## Material provided
★ ★ ★ ★ ★ ★ ★
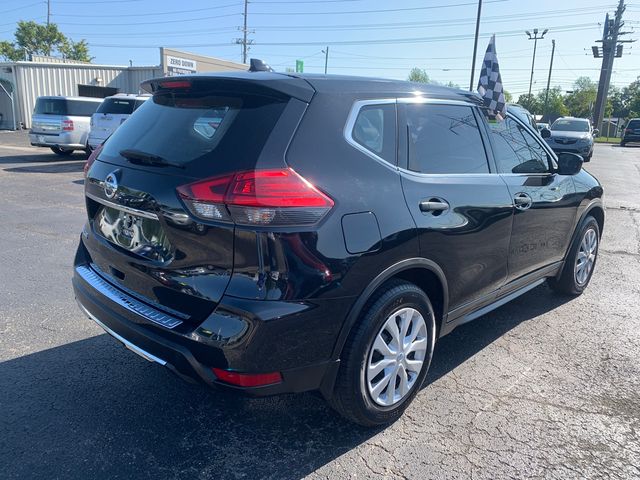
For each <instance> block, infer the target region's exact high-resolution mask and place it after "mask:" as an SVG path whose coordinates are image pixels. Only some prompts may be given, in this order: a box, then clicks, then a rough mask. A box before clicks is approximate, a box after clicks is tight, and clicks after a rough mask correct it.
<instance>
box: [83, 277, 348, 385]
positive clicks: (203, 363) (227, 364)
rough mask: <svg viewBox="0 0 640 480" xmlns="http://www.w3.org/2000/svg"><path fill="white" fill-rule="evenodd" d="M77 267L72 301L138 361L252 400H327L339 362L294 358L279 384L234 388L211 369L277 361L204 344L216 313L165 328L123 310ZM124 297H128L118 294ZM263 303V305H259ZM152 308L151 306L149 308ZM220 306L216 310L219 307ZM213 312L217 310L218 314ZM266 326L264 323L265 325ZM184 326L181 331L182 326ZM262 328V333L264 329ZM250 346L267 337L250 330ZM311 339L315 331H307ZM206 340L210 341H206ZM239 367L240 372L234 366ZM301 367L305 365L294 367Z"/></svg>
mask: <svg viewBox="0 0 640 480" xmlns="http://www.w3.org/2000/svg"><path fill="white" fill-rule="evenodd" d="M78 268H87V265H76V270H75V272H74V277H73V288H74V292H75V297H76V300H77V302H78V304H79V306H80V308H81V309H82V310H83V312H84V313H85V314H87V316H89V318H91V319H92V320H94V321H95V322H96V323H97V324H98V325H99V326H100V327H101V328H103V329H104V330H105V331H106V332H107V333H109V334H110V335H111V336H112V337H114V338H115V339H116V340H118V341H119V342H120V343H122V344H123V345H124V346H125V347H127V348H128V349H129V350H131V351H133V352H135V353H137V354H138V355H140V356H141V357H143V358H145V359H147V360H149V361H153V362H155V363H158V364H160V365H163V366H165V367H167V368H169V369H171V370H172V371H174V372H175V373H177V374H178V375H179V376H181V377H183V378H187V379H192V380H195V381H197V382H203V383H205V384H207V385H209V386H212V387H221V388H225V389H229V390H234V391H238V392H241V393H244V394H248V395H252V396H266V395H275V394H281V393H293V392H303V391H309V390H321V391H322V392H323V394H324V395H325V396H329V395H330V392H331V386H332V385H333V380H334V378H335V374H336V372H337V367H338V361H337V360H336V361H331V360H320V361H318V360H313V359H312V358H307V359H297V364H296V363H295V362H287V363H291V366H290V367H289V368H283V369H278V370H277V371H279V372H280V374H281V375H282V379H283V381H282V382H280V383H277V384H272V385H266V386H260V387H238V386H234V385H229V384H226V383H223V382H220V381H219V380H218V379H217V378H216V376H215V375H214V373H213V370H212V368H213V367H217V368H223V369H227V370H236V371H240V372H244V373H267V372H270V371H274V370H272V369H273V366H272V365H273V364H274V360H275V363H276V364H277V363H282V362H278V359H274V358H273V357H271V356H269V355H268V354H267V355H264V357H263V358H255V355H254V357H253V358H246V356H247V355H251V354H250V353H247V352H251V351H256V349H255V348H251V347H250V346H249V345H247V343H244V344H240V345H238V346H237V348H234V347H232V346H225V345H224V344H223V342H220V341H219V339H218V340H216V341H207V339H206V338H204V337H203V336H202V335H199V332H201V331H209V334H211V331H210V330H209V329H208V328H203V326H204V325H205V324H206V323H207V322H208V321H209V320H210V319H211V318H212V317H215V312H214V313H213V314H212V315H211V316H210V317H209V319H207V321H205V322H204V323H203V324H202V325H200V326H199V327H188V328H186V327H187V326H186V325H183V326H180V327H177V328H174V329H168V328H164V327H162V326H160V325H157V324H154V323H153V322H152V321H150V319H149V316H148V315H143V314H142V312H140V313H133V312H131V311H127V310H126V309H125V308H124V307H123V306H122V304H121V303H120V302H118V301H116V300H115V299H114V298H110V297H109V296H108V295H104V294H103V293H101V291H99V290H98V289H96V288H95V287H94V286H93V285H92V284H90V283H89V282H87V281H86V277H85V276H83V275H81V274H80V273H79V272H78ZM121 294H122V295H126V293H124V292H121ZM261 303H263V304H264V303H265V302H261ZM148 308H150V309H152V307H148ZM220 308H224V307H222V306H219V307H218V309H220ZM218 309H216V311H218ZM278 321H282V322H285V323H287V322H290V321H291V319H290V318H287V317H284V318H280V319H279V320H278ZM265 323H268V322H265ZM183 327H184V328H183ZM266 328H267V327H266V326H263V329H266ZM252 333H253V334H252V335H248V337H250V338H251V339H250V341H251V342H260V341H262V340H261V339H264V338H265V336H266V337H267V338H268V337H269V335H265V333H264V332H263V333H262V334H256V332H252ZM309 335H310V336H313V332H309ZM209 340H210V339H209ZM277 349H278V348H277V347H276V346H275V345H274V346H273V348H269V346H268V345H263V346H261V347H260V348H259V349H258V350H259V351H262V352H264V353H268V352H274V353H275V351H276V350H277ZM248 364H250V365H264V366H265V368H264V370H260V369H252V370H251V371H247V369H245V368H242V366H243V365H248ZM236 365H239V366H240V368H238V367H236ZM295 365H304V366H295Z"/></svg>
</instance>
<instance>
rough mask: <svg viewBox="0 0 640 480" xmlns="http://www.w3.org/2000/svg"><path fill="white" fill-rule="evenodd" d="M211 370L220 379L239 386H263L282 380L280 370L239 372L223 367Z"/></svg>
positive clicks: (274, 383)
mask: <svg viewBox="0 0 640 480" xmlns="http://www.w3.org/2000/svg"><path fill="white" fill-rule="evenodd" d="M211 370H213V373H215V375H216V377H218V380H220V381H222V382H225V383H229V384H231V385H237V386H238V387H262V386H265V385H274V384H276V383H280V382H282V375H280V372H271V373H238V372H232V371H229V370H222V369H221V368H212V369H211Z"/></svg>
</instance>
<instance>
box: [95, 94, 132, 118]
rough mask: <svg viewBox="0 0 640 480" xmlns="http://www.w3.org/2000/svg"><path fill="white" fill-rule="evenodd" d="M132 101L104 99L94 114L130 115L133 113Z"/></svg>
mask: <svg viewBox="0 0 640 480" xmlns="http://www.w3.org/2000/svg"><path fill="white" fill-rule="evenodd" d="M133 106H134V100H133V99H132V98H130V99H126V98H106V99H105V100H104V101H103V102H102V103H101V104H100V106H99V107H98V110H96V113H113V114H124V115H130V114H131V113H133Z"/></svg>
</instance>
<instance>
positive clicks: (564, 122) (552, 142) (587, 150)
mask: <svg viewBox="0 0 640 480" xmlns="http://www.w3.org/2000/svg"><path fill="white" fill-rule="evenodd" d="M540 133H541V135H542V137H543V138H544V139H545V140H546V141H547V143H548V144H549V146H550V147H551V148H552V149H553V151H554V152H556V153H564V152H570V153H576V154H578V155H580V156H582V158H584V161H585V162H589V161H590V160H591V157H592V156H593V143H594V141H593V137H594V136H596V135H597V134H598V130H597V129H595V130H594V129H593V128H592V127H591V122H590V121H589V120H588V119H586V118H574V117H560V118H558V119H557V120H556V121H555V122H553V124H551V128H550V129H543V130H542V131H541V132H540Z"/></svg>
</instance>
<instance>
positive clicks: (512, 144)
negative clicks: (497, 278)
★ ★ ★ ★ ★ ★ ★
## Exercise description
Your reply should consist solely of the lines above, from the opening line through the line with "positive clicks: (203, 363) (227, 364)", reproduced exactly and without pictures.

## Answer section
For each <instance> block, infer the target region's exact high-resolution mask and place it after "mask:" as an SVG path whose coordinates are image pixels. Only some prompts may be given, in this order: a box, then clicks, then a rough mask. A box before clicks is approximate, a box after clicks is tight, and clicks after a rough mask correct it.
<instance>
box: [83, 277, 348, 385]
positive clicks: (203, 363) (227, 364)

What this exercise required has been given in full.